▸ **YOUR GOAL**
Copy every entry word for word, but skip the pictures.
>> Start EXCERPTED DATA
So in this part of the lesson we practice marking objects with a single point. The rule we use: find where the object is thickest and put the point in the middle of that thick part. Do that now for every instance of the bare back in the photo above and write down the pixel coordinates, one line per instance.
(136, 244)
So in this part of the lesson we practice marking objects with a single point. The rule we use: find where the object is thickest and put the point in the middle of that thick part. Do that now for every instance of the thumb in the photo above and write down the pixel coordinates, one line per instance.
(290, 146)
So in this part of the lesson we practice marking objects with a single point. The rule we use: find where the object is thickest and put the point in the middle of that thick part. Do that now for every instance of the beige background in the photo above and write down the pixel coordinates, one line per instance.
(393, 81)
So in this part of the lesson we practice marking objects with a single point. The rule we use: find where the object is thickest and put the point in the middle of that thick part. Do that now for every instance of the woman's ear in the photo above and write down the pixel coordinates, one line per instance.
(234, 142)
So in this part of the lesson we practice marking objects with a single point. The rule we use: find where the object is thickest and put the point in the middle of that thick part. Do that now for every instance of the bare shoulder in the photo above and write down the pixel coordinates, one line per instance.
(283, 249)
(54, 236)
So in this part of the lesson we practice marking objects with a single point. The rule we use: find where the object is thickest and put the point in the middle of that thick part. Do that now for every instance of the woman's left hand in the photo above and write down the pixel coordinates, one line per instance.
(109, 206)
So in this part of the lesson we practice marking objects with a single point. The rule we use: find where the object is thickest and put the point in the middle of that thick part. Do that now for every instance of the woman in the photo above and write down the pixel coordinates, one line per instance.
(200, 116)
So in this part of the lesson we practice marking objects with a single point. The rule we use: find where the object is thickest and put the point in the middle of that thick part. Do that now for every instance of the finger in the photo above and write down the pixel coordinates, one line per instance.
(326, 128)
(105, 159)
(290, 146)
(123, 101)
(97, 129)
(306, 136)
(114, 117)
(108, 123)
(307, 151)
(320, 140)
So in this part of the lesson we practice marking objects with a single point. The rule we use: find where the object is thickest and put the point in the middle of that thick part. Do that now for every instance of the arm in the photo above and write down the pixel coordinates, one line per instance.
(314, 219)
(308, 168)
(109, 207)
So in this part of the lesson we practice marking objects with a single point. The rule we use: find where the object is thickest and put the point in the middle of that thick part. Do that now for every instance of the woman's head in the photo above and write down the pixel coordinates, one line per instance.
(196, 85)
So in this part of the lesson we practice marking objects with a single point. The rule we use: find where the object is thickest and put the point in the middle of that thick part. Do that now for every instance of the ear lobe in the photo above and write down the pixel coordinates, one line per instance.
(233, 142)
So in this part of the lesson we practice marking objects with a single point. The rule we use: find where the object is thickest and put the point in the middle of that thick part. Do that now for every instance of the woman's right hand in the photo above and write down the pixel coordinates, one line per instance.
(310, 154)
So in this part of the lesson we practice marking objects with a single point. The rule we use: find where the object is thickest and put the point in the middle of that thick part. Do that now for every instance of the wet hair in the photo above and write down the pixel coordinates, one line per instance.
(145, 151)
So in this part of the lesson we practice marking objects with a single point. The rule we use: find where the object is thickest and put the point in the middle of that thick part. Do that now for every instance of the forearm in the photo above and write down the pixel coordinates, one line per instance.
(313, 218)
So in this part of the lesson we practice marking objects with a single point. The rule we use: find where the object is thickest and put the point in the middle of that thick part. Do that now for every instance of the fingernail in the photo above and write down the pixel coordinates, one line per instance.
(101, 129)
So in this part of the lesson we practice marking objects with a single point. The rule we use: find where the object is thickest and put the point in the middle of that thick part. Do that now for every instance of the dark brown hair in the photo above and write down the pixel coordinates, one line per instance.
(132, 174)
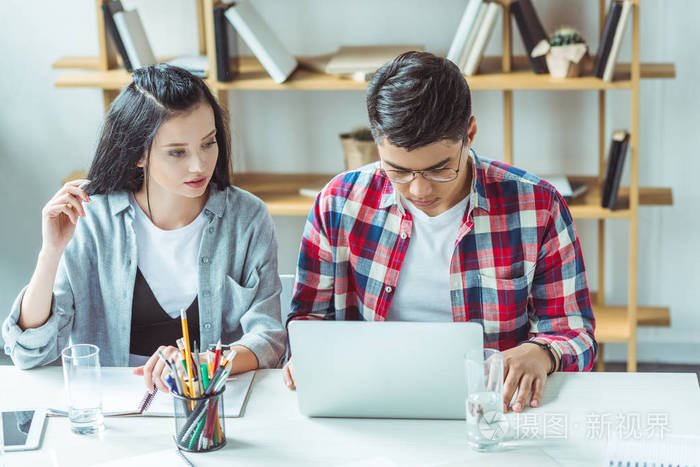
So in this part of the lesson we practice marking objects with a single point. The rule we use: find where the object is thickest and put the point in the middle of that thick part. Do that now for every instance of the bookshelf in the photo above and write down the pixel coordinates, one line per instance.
(507, 74)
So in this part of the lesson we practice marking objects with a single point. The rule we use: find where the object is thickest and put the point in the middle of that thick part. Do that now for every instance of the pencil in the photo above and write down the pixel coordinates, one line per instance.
(186, 337)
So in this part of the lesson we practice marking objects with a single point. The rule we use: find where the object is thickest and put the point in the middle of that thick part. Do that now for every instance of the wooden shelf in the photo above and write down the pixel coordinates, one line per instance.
(612, 323)
(253, 77)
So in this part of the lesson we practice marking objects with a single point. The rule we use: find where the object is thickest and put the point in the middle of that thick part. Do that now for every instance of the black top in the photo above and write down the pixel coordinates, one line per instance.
(151, 326)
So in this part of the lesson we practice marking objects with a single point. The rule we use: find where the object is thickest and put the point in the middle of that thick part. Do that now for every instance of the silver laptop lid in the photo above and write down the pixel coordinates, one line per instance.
(382, 369)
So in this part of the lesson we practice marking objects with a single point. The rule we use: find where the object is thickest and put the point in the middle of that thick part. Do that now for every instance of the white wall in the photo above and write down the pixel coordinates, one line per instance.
(45, 132)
>> End EXCERPTED DATA
▸ **SOLUTION BELOW**
So in this part of the lesson we practice marking objects with a single point. The rule we use: find where the object is thickest and put the point in the middle of that thick part. Do that now for every instance of the bare back in the photo above and write down the pixel coordinates, one line per instance.
(136, 244)
So in this part of the lesson we practice marking objects with a single point. The rule we use: find where the object is thickest and put the point in the middle of that thick part. Do that now for every instance of the thumb in the photo above and write down the pixel coordinates, one line per instance.
(290, 146)
So in this part of the lesson we practice marking objects with a single point. The rule we use: find where the object is thickest and put the point in the middle of that thick part. Do that now for every instance of the beige background in the photo above and write down the pixel coordinates, one line per instance.
(393, 81)
So in this part of the lesson we practice marking objects with a single point. The rule we use: find where the object is thickest and put the point in the middle of that thick part. Do that now for every instance of the woman's ear in the photo above and write down the pixel coordinates, one line per instance.
(234, 142)
So in this part of the lesson we practice marking objects with a single point. The rule we use: find where the object is thickest and put the point in the middle of that thick part. Do that now for every instance of the bare shoulder in the photo above and write down the pixel coordinates, one line per instance.
(283, 249)
(54, 236)
So in this part of the lesson we practice marking objects with a single point. The rule we use: find where the object is thickest and put the point in the middle of that thick part. Do that now for every instance of the woman's left hand in the photo above and write down the pixel coordinates, one line per instance.
(109, 206)
So in this part of the lesson we practice marking objects with a single point. The rule we use: find where the object is thickest and put the point in the middle of that thick part. Do that now for every instance of the woman in the photo above and write down the pixel coordinates, one line per instance.
(200, 116)
So in this part of the lesson we practice marking objects with a single point. The rule we use: find where the object is thickest and put the point in the middle of that thick part. Do that now for every instance of the finger in the photo above and write down the pixel coordinates, one line per instance.
(326, 128)
(105, 159)
(290, 146)
(123, 101)
(97, 129)
(306, 136)
(114, 117)
(108, 123)
(307, 151)
(320, 140)
So in this part of the lesson we practice marking objects with a single point. The rule we use: find where the object is thickest and put the point in the middle of that thick part. Do that now for every instance of the arm in the photo above and write down the pixel coordinates, one line per instance.
(314, 219)
(308, 168)
(109, 207)
So in this part of the lesson we practice marking objects with a single point. The rule we use: find where the object is thickest and put the point in the middle of that thick part. Do that now for every instance of the woman's head in the photo above and write down the pixel coordinates, one line per instance.
(196, 85)
So in this part of the lesson we practice marking objects with a single point. The rule we use: find where the object is thickest and put the point in the middle of that thick part. Do that now for every instance of the ear lobe in the photo above and write down the pixel coordinates, one line per instance.
(233, 142)
So in this part of the lesson we practice marking objects with a single point. The rule we use: find where the object is thickest and put the point in the middle of that thick part. Do that now for every instance of the woman's right hand in the photo above and write down the pixel coordinates, one line per instance.
(310, 154)
So in this part of the lesson we practice marking objects with a single point. The rule we use: find where the object is thickest and put the point in the middle of that thick part. Do that now for every instance of the wet hair in the photo above and write down the pixel coordinates, one line per instance.
(145, 151)
So in this part of the lesson we practice marking objects with a single point. The rule we use: find where the object is thickest and put the point in the middle of that thick part. Do that now for every instance of the forearm in the photo above and write down the pixel coordinates, one line per instance.
(313, 218)
So in this part of the lesson we practice marking objects with a single point. The rule we use: find where the object is thickest and put the point in the middle of that thick part. Do that now for every instance of the fingernail in the photo above and write down the pixel coordinates, one line per instance.
(101, 129)
So in this part of the lesson we practice marking objects with a single point. The rule we use: find where the object is thickest and put the point in the middle of that thick part. Do that now for every instance of the dark brown hair in the photo above and write down the pixel coordinates, one line per instance.
(132, 174)
So in this part of the lesson we practice marking objects with a single point. The rule we use: find where the object is thickest and put the point in the middle of that thick part. Do that now for every instance of the bookshelf in the photo above and write down the pixel coordinates, one line per instance.
(507, 74)
So in this part of the lesson we practice marking objects with a single point. The rule we use: find where the object is thickest and put the point in the middle of that thick part. Do that now for every instance of the pencil in the photo above and write down the pixel coordinates, one line per instance.
(186, 337)
So in this part of the lesson we practice marking objects with a single point. The rule we use: find where the object is thickest and put the point in the middle of that thick part. Do that now for every instance of the wooden shelf in the photo above and write down the pixel coordinates, one line per instance.
(612, 323)
(253, 77)
So in this part of the lesson we practice marking objects with a single point. The rule we use: find where the object is thickest and put the point in the middle of that thick part. Do that now for every instance of the black top in the photo above and write down the pixel coordinates, one line per instance.
(151, 326)
So in this part of the lesson we practice marking objects with a single point. The rule we use: find where the object is thickest and put the point in the middle of that thick part. Do that now for every instance of the silver laptop lid in the photo above and write down the pixel coordinates, one line per instance.
(382, 369)
So in this part of the lesson we practice marking objects with a single point. The rule we use: find where the object is thickest and put the point in the middle of that thick part. Do that now for every instance of the white wall in the photo above and write down the pixel coordinates, one line per instance.
(45, 132)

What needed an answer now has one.